***** SUPPLIED DATA *****

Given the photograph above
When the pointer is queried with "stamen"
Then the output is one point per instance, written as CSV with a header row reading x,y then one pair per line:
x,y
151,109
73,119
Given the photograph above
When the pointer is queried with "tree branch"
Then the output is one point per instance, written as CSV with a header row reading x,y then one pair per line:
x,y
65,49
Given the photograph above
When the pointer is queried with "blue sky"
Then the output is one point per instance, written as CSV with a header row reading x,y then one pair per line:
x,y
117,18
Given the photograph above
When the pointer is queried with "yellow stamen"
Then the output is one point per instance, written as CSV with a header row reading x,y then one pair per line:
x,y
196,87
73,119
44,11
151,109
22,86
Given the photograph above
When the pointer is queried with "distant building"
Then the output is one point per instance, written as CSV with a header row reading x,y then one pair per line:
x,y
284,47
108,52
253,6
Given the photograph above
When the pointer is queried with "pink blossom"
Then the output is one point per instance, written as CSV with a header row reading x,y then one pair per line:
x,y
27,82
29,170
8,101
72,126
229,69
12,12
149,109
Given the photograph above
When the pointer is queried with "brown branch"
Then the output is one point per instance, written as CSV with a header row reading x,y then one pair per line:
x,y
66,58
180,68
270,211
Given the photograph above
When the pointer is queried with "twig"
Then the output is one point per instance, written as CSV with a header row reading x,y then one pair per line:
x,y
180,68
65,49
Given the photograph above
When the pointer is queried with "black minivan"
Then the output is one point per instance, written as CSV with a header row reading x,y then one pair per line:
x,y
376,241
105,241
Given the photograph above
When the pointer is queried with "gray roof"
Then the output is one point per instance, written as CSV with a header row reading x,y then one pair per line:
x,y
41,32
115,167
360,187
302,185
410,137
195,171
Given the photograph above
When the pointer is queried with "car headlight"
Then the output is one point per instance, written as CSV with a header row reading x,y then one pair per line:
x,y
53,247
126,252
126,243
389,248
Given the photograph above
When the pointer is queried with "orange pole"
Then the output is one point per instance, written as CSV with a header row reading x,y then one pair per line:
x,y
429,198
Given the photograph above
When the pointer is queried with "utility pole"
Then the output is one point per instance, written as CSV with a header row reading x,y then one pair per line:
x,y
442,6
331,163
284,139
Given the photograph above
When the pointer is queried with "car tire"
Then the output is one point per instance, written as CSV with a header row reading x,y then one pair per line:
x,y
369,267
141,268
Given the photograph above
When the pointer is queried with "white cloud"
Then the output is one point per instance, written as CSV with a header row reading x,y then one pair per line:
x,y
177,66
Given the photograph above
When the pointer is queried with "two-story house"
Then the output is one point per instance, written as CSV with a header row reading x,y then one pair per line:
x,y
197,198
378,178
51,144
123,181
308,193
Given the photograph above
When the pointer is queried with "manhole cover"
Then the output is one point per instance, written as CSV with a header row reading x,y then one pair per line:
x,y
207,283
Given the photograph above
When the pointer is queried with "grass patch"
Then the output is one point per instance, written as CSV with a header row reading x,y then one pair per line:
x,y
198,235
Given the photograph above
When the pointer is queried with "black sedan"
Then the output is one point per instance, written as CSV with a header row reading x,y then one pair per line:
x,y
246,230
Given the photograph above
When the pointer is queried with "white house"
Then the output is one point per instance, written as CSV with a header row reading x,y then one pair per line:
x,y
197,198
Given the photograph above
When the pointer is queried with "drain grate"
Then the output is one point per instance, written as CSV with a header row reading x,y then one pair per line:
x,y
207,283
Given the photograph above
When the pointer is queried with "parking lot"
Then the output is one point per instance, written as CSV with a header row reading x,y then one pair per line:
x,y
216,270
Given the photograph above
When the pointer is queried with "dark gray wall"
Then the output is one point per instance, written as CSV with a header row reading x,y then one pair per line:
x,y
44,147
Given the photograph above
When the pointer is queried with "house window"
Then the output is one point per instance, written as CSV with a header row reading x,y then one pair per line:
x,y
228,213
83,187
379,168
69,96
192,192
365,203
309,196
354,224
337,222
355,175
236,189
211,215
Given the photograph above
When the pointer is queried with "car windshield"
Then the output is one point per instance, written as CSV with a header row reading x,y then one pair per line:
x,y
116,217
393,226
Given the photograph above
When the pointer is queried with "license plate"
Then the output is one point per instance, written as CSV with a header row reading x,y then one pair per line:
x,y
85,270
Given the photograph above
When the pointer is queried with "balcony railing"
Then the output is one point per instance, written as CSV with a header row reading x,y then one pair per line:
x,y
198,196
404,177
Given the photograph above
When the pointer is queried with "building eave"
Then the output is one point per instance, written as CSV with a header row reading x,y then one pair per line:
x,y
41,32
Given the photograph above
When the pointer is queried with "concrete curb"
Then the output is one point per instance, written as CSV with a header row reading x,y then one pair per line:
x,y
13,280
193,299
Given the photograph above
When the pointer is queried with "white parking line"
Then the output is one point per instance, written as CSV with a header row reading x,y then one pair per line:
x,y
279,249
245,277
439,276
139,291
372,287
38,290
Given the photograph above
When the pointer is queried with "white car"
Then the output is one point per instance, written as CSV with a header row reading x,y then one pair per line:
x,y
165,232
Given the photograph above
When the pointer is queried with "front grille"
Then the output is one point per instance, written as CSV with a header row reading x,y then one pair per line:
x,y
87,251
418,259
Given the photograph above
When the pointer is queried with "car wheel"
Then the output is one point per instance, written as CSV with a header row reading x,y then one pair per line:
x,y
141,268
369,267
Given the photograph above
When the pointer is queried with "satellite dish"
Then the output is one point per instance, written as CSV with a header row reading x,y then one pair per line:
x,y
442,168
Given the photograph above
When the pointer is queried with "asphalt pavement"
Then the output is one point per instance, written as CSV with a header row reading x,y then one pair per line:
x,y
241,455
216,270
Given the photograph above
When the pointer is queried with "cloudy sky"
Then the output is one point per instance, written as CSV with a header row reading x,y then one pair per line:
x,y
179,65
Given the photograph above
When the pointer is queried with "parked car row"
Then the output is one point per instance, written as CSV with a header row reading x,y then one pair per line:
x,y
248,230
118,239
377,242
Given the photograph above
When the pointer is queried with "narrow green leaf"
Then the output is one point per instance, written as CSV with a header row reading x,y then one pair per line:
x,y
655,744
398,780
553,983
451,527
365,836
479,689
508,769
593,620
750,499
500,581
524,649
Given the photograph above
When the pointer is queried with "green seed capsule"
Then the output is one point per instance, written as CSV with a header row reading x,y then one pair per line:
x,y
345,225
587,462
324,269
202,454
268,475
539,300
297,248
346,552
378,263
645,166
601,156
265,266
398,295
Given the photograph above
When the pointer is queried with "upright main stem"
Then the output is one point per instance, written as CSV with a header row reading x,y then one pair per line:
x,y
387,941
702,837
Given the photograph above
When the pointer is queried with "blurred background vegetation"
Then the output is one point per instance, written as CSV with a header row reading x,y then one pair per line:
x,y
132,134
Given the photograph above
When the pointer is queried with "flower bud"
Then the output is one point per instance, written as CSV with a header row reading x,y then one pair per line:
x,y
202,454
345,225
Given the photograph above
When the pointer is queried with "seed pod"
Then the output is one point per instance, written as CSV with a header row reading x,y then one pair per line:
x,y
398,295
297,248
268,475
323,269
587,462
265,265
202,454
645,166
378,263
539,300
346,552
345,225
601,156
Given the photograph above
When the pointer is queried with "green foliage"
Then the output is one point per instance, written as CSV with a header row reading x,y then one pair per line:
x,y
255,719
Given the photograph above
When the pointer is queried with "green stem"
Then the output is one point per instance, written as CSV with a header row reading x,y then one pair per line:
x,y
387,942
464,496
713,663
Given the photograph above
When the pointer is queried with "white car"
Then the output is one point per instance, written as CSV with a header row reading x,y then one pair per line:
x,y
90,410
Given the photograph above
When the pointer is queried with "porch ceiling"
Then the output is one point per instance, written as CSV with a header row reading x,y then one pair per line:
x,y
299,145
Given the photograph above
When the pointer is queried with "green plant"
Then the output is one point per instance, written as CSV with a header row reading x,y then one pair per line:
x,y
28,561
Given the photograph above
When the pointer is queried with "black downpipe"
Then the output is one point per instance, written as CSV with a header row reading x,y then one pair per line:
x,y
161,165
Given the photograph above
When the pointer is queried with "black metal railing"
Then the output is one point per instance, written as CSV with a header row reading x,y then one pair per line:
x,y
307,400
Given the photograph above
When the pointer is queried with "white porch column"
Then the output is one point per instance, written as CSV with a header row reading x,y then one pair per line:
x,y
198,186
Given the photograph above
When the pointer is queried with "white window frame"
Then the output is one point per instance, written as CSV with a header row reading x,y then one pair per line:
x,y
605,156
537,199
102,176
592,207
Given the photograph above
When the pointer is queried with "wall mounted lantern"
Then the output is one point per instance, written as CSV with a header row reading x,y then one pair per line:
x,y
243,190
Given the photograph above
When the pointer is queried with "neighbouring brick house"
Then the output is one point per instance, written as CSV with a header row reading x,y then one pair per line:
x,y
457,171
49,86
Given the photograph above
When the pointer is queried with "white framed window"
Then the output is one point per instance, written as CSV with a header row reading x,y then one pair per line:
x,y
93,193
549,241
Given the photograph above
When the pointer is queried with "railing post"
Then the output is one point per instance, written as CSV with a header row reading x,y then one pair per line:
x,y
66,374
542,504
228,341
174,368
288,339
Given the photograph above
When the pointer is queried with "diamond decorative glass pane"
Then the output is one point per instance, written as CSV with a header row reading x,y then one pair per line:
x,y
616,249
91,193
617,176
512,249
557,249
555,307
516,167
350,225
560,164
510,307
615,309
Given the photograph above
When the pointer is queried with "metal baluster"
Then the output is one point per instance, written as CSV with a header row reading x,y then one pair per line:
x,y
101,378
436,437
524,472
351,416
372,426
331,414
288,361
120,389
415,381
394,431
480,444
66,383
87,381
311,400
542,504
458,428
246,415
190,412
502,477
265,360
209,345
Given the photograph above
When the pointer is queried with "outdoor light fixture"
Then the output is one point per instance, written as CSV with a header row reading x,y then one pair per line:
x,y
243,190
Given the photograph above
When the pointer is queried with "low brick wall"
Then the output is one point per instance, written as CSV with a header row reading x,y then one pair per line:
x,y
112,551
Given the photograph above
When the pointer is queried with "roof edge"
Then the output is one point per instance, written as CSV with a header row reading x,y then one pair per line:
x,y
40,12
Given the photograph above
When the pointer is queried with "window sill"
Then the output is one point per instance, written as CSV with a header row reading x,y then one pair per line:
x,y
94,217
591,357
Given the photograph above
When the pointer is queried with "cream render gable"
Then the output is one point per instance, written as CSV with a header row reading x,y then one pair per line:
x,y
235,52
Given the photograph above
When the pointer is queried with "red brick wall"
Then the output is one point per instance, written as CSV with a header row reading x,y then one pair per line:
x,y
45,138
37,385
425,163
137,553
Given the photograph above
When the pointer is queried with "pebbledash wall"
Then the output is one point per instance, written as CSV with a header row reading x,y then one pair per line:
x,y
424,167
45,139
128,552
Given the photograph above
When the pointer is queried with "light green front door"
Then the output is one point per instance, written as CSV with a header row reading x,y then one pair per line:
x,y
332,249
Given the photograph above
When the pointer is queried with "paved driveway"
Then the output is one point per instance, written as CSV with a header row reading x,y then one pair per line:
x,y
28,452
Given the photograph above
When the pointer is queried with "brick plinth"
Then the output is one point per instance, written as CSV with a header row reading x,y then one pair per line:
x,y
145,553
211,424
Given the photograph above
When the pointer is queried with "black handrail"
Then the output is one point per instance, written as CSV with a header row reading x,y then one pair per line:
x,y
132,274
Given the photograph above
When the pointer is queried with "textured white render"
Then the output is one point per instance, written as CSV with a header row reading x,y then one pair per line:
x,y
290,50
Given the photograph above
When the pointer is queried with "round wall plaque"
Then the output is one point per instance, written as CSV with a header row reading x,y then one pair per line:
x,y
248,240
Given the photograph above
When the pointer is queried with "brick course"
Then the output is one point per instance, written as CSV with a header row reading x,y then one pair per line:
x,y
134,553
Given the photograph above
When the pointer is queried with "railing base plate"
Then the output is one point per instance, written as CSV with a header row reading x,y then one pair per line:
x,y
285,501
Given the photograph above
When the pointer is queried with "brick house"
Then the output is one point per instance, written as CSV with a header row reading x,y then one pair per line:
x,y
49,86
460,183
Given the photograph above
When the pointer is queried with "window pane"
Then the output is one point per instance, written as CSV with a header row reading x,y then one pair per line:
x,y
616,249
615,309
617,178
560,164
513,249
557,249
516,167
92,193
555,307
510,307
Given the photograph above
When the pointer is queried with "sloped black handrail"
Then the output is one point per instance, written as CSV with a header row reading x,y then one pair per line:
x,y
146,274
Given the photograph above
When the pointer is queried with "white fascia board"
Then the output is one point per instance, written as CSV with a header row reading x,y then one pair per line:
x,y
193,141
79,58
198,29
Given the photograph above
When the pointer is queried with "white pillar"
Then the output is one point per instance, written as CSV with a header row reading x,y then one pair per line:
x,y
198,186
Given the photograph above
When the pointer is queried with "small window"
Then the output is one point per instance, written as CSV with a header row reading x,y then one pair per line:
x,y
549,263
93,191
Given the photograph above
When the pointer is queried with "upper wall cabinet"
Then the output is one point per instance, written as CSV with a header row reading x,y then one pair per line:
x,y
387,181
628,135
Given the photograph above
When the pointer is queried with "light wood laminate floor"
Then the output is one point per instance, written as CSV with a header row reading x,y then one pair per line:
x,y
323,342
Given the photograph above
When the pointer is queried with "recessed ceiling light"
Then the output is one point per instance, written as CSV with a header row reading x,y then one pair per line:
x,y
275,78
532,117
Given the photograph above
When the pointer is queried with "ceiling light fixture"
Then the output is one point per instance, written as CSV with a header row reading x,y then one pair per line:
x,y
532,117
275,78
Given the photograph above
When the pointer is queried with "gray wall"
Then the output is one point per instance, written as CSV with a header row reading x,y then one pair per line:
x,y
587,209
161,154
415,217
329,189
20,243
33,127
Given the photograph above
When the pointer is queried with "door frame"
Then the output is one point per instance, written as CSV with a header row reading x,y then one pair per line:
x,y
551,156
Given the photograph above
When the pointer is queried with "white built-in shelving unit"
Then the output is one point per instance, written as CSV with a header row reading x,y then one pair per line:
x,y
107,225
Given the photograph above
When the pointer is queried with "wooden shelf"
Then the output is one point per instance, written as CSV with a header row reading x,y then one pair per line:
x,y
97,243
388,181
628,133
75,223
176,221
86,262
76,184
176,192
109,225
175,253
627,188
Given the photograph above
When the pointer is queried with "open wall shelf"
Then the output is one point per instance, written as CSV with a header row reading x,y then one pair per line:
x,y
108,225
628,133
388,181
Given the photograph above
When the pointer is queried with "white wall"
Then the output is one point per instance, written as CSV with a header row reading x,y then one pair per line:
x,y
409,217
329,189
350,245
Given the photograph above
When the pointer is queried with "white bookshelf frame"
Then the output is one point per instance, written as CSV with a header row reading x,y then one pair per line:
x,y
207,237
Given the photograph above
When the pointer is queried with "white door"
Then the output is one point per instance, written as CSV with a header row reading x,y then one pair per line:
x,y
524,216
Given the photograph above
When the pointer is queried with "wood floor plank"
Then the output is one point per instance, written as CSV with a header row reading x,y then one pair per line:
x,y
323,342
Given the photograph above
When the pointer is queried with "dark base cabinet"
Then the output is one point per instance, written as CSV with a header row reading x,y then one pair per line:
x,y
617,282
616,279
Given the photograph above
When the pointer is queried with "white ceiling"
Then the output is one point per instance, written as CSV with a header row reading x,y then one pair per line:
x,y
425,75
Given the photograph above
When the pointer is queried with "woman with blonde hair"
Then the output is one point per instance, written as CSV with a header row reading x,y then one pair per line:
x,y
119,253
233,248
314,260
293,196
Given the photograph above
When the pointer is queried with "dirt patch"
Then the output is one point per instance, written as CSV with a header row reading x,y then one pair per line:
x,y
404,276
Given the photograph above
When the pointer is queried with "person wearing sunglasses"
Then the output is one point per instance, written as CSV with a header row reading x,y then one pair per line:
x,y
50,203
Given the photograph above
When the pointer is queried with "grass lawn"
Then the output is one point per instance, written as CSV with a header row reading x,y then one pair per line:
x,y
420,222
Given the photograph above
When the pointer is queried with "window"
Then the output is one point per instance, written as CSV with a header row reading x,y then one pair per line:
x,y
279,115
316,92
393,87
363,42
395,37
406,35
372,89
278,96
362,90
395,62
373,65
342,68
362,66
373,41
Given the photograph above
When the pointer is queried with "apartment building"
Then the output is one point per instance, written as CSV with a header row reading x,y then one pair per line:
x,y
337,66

*****

STATED GOAL
Gather every line of the items above that contains the string "stem", treating uppercase and lowercase letters as distinct.

TASK RESPONSE
When the pointer is queried with "upright main stem"
When the pointer is queried with "green stem"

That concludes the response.